SET TASK: Gather and copy every line in the records below that contains the string "head". Case counts.

PROVIDED DATA:
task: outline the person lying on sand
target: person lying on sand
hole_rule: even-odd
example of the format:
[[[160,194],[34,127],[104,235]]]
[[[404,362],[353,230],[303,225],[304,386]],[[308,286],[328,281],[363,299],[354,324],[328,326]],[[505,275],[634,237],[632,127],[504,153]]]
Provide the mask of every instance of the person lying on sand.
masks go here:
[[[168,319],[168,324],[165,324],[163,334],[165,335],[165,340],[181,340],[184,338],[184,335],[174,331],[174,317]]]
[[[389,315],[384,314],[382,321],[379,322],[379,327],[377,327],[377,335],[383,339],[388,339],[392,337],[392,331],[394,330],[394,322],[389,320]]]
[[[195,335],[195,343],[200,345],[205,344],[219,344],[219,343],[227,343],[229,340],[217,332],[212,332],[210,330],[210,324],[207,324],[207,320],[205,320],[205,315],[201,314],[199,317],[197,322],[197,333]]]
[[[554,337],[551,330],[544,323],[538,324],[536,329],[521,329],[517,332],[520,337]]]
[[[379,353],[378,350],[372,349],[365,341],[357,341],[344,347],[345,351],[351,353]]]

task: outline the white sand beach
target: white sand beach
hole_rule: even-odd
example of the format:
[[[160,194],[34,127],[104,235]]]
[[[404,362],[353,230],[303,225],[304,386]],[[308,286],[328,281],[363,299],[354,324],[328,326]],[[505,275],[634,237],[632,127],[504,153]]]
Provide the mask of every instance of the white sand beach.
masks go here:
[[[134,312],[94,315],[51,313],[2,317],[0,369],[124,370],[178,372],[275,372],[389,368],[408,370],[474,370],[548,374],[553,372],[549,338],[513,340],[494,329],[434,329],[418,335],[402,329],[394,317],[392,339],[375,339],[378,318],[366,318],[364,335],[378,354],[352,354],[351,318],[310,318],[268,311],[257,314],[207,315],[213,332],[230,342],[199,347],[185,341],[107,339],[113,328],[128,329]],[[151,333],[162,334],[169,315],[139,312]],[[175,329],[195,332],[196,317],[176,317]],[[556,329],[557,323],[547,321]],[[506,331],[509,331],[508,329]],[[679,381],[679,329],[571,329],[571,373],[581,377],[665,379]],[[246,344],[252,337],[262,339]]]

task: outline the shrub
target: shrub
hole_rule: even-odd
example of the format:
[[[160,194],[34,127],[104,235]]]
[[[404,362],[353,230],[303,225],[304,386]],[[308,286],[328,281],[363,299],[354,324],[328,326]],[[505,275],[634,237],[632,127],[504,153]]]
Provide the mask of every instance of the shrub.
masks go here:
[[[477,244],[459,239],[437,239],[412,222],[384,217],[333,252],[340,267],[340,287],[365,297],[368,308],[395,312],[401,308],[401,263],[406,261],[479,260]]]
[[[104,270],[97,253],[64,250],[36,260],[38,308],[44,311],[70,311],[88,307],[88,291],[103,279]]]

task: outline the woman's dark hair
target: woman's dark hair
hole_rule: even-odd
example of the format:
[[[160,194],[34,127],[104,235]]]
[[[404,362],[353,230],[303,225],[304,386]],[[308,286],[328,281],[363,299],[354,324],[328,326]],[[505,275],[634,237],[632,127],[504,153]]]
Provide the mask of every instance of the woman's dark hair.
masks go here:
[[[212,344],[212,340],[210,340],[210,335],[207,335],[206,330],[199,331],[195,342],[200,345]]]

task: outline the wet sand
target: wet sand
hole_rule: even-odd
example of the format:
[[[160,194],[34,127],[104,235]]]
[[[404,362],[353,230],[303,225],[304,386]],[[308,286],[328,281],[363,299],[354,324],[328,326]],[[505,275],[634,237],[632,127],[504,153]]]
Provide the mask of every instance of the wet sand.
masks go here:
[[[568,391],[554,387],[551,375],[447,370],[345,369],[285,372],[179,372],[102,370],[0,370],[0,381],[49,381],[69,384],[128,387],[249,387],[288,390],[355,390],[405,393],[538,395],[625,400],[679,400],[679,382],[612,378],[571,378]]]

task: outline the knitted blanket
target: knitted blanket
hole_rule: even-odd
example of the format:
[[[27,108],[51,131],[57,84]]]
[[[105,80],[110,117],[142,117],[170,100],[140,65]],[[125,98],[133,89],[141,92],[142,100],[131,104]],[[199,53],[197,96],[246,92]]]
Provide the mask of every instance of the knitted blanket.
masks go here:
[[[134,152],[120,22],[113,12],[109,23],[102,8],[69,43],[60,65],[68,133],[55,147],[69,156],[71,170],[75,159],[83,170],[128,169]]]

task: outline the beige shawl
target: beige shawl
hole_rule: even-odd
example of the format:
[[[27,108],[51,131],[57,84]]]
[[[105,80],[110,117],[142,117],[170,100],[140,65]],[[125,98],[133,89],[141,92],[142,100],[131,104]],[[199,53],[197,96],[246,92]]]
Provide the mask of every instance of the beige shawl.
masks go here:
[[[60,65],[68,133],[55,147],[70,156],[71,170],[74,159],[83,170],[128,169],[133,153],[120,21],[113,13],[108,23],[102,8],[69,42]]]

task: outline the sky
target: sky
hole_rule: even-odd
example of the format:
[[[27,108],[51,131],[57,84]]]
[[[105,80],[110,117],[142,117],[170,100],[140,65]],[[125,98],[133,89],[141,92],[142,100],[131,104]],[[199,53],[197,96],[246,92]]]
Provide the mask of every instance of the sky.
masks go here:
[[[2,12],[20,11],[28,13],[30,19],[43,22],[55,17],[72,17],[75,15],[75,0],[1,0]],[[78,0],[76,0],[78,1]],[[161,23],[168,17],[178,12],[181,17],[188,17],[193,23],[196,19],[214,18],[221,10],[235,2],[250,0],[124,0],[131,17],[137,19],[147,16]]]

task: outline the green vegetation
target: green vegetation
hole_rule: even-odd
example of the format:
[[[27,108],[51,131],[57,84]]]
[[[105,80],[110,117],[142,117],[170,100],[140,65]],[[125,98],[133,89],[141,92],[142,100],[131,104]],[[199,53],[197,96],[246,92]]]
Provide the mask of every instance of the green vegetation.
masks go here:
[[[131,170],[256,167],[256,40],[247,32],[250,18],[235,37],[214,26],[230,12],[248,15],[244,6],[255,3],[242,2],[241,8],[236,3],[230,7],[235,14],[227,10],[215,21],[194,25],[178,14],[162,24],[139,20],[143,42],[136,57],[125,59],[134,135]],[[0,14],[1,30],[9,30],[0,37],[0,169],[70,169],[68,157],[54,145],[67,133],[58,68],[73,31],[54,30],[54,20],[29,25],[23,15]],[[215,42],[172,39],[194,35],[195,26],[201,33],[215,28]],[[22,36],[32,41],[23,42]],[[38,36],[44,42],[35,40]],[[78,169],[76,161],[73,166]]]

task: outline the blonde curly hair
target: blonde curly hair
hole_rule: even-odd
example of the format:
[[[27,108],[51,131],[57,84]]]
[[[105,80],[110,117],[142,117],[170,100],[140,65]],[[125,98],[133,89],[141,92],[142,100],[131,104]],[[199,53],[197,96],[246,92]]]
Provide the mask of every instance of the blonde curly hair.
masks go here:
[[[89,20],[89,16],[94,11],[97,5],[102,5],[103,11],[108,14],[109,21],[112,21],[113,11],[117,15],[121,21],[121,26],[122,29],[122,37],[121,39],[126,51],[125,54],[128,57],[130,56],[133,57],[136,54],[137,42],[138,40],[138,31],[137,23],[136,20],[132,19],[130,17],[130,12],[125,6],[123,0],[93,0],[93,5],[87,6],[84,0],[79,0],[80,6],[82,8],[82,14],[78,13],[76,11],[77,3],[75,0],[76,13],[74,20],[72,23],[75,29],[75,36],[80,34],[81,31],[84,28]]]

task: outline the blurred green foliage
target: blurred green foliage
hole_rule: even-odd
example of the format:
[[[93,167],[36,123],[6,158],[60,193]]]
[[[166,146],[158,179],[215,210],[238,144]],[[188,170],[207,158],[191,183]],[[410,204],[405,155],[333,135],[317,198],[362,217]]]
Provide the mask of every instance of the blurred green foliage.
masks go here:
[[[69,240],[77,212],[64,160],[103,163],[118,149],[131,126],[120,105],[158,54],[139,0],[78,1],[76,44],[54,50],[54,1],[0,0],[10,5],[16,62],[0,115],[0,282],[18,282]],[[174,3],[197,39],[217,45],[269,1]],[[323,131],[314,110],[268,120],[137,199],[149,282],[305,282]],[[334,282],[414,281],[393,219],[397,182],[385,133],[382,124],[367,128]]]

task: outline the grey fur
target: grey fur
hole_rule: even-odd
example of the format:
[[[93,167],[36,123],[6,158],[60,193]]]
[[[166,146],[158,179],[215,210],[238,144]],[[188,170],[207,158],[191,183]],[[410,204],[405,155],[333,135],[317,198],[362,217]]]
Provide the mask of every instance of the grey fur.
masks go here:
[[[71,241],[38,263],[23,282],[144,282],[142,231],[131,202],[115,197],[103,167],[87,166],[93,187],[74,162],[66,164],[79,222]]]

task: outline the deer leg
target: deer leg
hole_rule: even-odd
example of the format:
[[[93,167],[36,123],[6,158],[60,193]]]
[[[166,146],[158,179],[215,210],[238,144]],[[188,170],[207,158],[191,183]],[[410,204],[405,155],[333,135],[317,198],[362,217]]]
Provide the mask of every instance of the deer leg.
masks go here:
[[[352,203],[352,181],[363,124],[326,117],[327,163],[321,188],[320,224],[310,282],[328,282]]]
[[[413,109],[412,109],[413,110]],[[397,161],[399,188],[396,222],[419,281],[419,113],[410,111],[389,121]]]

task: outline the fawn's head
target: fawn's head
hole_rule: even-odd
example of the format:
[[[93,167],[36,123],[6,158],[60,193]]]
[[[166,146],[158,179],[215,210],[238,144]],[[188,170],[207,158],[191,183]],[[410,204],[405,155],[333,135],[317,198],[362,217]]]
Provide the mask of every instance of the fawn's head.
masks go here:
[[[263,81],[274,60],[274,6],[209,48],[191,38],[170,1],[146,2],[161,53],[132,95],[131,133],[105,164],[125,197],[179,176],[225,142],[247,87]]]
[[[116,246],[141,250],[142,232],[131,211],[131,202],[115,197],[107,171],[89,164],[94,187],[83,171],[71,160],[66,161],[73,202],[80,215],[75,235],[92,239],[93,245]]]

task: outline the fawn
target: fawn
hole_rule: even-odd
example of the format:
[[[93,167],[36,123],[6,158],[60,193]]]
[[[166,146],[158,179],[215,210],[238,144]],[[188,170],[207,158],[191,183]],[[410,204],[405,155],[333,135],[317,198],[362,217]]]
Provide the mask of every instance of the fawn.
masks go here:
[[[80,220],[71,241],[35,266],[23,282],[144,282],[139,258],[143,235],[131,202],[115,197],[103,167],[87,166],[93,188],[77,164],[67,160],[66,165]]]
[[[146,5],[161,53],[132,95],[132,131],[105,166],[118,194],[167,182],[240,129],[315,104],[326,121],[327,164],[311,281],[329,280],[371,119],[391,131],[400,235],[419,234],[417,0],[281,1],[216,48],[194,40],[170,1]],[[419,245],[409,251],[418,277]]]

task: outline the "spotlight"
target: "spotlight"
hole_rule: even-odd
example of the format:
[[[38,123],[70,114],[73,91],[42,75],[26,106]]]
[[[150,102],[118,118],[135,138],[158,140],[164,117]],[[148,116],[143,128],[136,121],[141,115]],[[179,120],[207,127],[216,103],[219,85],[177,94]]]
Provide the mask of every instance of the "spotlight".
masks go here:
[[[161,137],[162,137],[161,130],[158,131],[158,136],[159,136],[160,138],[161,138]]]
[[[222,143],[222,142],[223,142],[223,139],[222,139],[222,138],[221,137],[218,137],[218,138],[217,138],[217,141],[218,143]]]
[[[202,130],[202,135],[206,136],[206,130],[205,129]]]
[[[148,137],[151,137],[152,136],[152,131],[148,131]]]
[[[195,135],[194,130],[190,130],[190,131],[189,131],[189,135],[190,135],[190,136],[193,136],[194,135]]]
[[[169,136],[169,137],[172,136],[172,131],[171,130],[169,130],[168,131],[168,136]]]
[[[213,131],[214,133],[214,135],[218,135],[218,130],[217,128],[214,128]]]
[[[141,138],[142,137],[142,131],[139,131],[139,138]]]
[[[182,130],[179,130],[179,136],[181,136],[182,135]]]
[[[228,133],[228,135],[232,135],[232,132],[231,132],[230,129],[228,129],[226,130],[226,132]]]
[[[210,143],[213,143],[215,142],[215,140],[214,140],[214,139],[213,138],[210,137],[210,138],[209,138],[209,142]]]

THE REPLY:
task: outline the fawn's head
target: fawn's head
Provide the mask of every instance of the fawn's head.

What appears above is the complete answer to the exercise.